## begin Extracted data

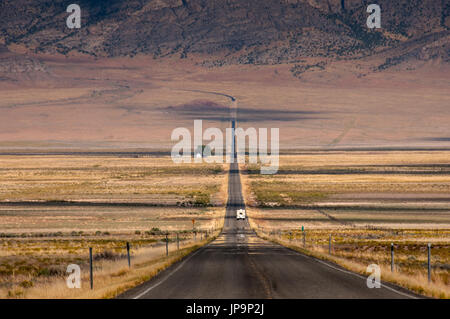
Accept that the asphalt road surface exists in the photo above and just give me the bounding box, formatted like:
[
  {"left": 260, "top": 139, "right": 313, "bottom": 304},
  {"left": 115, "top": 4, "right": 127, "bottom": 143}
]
[{"left": 119, "top": 164, "right": 417, "bottom": 299}]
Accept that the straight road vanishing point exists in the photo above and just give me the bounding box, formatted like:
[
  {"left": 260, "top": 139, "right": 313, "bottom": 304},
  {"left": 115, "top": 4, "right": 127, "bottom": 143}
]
[{"left": 118, "top": 99, "right": 417, "bottom": 299}]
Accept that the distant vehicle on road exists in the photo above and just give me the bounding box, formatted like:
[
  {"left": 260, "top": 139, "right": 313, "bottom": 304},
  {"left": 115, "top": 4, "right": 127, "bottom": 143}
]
[{"left": 236, "top": 209, "right": 245, "bottom": 220}]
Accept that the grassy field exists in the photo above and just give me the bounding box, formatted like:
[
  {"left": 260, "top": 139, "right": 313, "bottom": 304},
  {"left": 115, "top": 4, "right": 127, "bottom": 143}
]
[
  {"left": 243, "top": 151, "right": 450, "bottom": 298},
  {"left": 0, "top": 155, "right": 225, "bottom": 206},
  {"left": 0, "top": 155, "right": 227, "bottom": 298}
]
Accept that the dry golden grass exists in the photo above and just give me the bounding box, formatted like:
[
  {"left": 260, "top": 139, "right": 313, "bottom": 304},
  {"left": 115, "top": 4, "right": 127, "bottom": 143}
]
[
  {"left": 0, "top": 156, "right": 226, "bottom": 205},
  {"left": 0, "top": 232, "right": 218, "bottom": 299},
  {"left": 0, "top": 155, "right": 228, "bottom": 298},
  {"left": 243, "top": 151, "right": 450, "bottom": 298}
]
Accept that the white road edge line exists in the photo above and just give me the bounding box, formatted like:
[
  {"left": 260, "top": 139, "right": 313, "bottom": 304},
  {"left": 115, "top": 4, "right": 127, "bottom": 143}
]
[
  {"left": 133, "top": 244, "right": 209, "bottom": 299},
  {"left": 312, "top": 255, "right": 419, "bottom": 299}
]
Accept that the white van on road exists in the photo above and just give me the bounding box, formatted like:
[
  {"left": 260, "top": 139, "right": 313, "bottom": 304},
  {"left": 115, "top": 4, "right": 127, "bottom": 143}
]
[{"left": 236, "top": 209, "right": 245, "bottom": 220}]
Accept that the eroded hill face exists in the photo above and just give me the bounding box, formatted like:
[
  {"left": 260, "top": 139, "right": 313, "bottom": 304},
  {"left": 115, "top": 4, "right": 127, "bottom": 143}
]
[{"left": 0, "top": 0, "right": 450, "bottom": 65}]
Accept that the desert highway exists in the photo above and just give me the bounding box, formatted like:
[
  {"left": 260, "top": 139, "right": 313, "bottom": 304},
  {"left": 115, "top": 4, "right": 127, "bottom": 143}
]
[{"left": 118, "top": 163, "right": 417, "bottom": 299}]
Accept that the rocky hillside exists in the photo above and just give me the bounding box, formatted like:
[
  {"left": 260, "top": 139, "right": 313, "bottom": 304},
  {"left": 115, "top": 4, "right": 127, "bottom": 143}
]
[{"left": 0, "top": 0, "right": 450, "bottom": 67}]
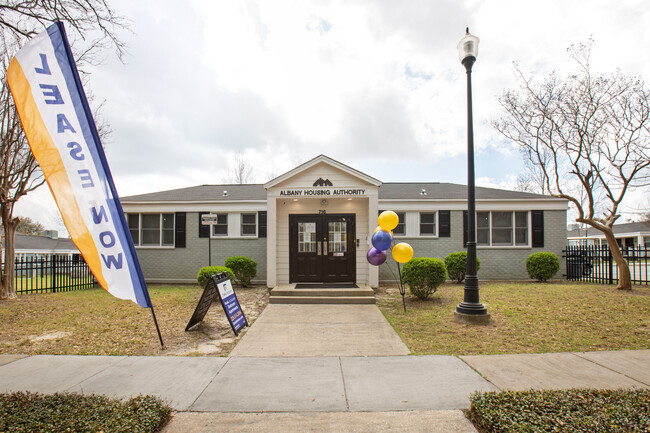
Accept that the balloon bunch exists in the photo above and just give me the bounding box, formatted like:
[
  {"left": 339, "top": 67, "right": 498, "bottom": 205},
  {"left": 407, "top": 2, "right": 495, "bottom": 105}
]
[{"left": 366, "top": 210, "right": 413, "bottom": 312}]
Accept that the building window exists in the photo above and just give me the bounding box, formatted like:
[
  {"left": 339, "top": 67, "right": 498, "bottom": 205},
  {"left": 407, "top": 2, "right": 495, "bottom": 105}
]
[
  {"left": 241, "top": 213, "right": 257, "bottom": 236},
  {"left": 393, "top": 212, "right": 406, "bottom": 236},
  {"left": 420, "top": 212, "right": 436, "bottom": 236},
  {"left": 127, "top": 213, "right": 174, "bottom": 247},
  {"left": 476, "top": 211, "right": 529, "bottom": 247},
  {"left": 212, "top": 213, "right": 228, "bottom": 236}
]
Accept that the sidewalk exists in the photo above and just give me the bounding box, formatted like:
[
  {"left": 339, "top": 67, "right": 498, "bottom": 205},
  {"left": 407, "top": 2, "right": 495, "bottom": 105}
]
[{"left": 0, "top": 305, "right": 650, "bottom": 433}]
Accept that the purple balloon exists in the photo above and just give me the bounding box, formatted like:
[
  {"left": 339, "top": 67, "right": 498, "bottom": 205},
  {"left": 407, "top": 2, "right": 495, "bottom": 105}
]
[
  {"left": 372, "top": 230, "right": 393, "bottom": 251},
  {"left": 366, "top": 247, "right": 386, "bottom": 266}
]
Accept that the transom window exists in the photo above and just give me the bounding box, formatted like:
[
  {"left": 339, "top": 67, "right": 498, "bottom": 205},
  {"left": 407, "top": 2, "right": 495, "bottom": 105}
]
[
  {"left": 476, "top": 211, "right": 529, "bottom": 246},
  {"left": 212, "top": 213, "right": 228, "bottom": 236},
  {"left": 127, "top": 213, "right": 174, "bottom": 247},
  {"left": 420, "top": 212, "right": 436, "bottom": 236}
]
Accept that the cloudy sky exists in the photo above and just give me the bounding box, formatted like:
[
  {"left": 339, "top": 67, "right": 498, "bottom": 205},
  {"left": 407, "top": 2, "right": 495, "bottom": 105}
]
[{"left": 16, "top": 0, "right": 650, "bottom": 231}]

## end Extracted data

What is being asked: Pick out every line in the items above that contains the string "window" and copy each one.

Expected answer:
Accept that the building window exists in the photo above and just give me the bounding box, formatted like:
Accept that the transom window exists in the photo above and just give me the bounding box, formatted like:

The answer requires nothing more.